## 出題課題
#1 基本動詞を論じた提示文では、「私は外国に一人で行きたい」を英語にするとき、want の代わりにどの動詞を使えば表せるとされていますか。
#2 基本動詞万能論を扱った提示文を、最後の例文の後から書き継いでください。

## 提示文
((
けれども、これは暴論です。そして、このような人たちは「日本語には、英語のような基本動詞がない」と言っている場合もありますが、これも、「日本語文法」を勉強したこともない人が、不十分な英文法(現行の英文法)の分析を根拠に言っており、「英語」の優位性を強調するための戯言に過ぎません。
「英語の基本動詞 」にあたる言葉は、 日本語の「である」 「がある」「する」「やる」「くる」「える」「あげる」「おく」「とる」「しておく」「させる」「いく」「くる」「みえる」「みる」などの「補助用言(補助動詞・補助形容詞)」や、「れる・られる・ない・らしい・ようだ・う」などのような日本語助動詞で表しています。
「英語の基本動詞」は、日本語では 補助動詞(補助用言)や助動詞」と呼んでいるので、その対応関係に気付けないだけなのです。
「する」「ある」「やる」「くる」「いく」などの「補助用言」を使えば、ほとんどの日本語が表せる」
と言っているのと同じことを言っています。
「当たり前」なことなのですが、だからといって、これが分かったからといって、日本語がすぐに適切に使えるようになるかと言うと、「そんなことはとっても無理!」と言うことになります。
また、そのような人達は「英語は、他のいろいろな動詞を使わなくても、基本動詞の表現に言い換え(還元)ができる」と言っているのが普通です。
例えば「私は外国に一人で行きたい」を英語にするとき
I want to go abroad alone. と「たい」を特定の意味を持っている個別動詞「want 」を使わずに、 have を使えば表せます!
I have a good mind to go abroad alone. で表現でき、
「私は外国に一人で行きたくない」は、
I don't want to go abroad alone. ⇔ I have no mind to go abroad alone.
で表せます。
ですから、 have は万能なんです!
また、「私は飛行機を見るのが好きだ」を
I like watching planes. の like を be fond of で言い換え
I am fond of watching planes. と言えるから、
be は万能なんです!
となります。
(^J^)
want や like のような個々の動詞が、 have □□ や be □□ のような基本動詞に言い換えられるのを、「基本動詞万能論」はその根拠としています。
だから、以下のような「have や be を使った言い換え表現」も「同じ意味を表せる」と説明しています。
You are a dreamer. --- You are dreaming.
))
## 記録情報
((
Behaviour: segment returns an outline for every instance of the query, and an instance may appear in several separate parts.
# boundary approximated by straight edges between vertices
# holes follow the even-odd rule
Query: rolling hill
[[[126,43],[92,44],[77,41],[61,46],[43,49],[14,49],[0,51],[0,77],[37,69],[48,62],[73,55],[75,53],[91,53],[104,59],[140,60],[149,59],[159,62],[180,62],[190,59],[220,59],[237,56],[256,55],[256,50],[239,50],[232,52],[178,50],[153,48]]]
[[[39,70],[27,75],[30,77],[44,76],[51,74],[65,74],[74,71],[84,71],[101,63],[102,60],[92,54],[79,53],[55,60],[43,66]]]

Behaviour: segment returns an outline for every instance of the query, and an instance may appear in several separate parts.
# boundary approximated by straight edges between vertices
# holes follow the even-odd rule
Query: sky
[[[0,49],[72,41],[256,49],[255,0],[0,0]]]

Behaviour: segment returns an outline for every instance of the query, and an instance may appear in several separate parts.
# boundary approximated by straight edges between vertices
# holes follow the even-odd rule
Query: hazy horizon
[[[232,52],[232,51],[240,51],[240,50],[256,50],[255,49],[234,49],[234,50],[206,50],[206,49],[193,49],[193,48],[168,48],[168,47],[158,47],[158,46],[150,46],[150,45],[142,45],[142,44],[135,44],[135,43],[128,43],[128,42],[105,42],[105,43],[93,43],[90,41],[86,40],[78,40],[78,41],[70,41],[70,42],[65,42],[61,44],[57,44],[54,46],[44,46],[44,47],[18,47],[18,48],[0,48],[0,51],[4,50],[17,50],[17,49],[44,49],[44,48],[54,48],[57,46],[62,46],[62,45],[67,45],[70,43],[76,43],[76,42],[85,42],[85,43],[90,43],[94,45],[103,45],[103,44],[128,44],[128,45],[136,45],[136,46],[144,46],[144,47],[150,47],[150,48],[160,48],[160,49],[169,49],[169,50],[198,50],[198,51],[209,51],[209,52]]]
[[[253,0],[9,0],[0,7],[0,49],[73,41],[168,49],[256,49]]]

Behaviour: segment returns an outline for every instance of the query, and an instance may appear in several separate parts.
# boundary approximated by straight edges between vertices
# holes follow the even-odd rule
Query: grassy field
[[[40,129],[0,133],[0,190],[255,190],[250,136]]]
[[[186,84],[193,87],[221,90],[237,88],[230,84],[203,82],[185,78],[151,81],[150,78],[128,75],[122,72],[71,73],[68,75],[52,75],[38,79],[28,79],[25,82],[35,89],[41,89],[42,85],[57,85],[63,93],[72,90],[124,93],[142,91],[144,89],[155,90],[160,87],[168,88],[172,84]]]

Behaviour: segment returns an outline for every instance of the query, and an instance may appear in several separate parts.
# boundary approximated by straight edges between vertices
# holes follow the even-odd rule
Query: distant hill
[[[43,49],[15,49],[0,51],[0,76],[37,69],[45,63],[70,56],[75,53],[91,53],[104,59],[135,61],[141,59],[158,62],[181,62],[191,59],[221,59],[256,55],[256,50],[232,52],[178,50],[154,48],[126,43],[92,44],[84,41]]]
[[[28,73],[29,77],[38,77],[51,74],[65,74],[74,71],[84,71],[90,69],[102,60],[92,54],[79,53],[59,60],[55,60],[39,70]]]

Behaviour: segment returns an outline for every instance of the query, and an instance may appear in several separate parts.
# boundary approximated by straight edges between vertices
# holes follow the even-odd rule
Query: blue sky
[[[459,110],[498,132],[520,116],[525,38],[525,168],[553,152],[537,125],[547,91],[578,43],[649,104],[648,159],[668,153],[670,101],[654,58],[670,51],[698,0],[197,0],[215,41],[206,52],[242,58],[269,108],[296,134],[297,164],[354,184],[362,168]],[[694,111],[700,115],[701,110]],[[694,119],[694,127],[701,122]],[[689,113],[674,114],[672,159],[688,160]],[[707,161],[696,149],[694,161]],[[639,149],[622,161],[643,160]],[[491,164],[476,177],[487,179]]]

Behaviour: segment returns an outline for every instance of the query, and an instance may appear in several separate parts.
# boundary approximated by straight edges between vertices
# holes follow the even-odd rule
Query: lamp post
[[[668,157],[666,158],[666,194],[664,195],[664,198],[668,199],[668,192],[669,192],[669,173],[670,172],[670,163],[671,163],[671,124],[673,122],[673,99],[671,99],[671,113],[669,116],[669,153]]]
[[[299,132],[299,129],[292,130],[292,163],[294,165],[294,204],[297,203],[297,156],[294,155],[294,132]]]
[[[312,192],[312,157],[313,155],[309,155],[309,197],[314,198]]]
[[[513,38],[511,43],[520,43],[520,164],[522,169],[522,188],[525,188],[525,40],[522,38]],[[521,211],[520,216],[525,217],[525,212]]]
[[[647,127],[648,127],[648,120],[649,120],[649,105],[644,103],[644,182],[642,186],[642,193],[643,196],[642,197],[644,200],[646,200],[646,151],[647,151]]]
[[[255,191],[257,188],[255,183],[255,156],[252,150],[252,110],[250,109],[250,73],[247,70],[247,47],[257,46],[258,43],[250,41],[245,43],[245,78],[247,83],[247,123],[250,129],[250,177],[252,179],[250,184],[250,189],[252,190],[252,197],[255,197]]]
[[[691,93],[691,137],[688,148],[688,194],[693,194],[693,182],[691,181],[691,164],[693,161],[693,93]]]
))
## 課題の解答
#1 have です（I have a good mind to go abroad alone.）。

#2
I jog. --- I am jogging.
You teach well --- You are a good teacher. --- You are teaching well.
You cook well --- You are a good cook.
You speak Japanese well --- You are a good speaker of Japanese. --- You are speaking Japanese well.
I travel. --- I am a traveler.
I love music. --- I am a music lover
You listen well. --- You are a good listener.
You eat much. --- You are a big eater.
左の動詞表現は、be □□ で表せるから、 be は万能 ⇒ be の使い方を覚えればよい
ことはそんなに単純でないのは、皆さんもご存じでしょう。 右側のbe を使った文の意味を理解するためには、左側の具体的な動詞の意味が分かってなくてはなりません。
そもそも、上記の文の組み合わせは「ほぼ同じ意味」ではありません。似てはいますが「かなり別の意味」を表しています。各々の表現の意味の違いをきちんと分けて理解しなくてなりません。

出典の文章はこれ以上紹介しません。